▶ **Prompt**:
Set every entry below down once more, exactly as it stands, without images.

Data supplied section start

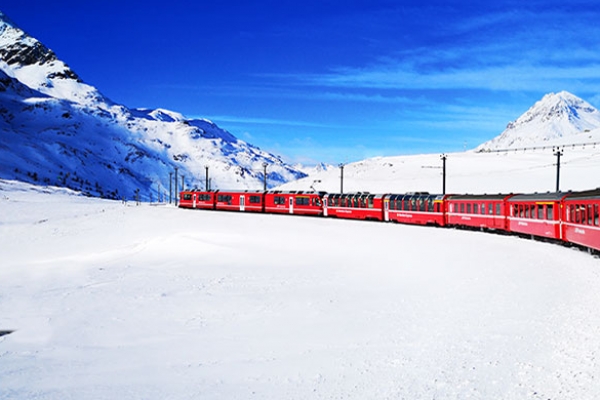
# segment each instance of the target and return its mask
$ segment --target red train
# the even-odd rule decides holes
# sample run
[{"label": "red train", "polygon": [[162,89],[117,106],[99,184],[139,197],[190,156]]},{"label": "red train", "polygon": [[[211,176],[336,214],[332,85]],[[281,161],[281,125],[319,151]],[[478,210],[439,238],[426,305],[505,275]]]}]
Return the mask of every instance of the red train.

Data supplied section end

▶ **Result**:
# segment each instance of the target and return its mask
$ segment --target red train
# the even-odd rule decides holes
# sample run
[{"label": "red train", "polygon": [[162,89],[117,106],[99,184],[139,197],[190,156]]},{"label": "red train", "polygon": [[[211,176],[336,214],[332,85]],[[281,161],[281,125],[319,151]],[[478,210],[439,238],[426,305],[505,275]]]}]
Return the mask of every instance of the red train.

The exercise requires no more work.